▸ WRITTEN REQUEST: Please copy the records from the line with "Task: in the photo below, where" to the line with "x=260, y=413", replacing "concrete" with "cement" and keeping everything else the same. Leave the pictures out of your answer.

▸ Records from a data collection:

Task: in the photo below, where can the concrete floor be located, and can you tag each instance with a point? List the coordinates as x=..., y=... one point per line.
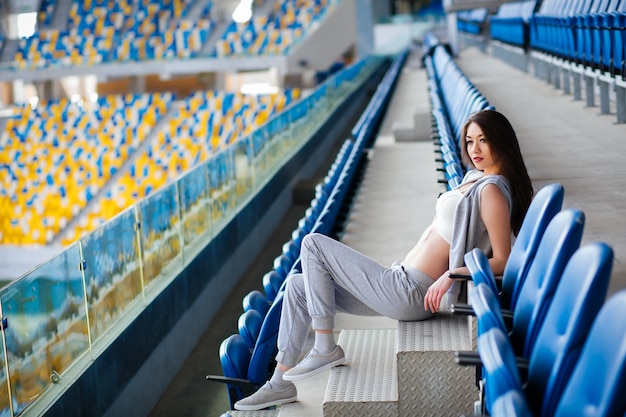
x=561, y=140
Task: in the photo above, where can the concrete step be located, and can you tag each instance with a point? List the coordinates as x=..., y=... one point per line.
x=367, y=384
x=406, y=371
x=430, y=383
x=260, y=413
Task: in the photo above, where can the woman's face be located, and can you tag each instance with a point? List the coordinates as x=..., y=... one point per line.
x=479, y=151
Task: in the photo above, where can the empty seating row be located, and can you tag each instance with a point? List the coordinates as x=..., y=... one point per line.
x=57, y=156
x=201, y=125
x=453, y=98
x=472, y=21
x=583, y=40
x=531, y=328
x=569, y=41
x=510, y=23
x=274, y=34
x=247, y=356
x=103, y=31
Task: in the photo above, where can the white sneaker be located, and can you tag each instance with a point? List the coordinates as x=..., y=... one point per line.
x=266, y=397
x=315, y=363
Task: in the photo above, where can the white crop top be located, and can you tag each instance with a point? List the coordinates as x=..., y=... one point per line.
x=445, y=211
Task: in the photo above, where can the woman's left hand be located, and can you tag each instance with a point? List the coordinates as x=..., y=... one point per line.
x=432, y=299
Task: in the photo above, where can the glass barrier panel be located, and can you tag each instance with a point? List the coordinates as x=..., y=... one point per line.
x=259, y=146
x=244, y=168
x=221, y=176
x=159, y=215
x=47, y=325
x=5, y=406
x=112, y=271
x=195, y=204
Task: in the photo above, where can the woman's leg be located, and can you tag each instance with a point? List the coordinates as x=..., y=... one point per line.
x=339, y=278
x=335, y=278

---

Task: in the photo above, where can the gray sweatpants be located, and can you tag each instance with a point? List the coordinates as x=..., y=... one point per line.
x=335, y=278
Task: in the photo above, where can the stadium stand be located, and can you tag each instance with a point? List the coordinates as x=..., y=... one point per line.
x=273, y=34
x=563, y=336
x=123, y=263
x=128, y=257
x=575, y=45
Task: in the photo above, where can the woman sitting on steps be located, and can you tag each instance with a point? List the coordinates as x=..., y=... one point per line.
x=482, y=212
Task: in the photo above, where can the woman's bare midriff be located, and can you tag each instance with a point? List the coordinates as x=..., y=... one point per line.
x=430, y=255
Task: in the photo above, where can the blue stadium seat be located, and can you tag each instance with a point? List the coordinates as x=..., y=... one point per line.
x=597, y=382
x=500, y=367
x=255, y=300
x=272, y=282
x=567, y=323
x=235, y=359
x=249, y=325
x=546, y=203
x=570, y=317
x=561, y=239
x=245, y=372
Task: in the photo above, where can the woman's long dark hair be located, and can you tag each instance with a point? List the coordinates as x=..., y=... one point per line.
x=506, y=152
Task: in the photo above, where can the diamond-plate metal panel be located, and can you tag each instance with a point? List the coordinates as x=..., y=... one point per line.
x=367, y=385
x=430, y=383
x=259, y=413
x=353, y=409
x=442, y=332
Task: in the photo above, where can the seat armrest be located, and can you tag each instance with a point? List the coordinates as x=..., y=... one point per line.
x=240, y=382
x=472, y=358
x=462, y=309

▸ RESPONSE TO THE TASK:
Task: in the photo below, where can the cement floor be located, and can you tag each instance with a point? List the coordinates as x=..., y=... one point per line.
x=561, y=140
Task: in the photo above, where can the cement step be located, and can you tag each instance with a point? List the coordinates as x=..., y=... one point per line.
x=367, y=384
x=406, y=371
x=430, y=383
x=260, y=413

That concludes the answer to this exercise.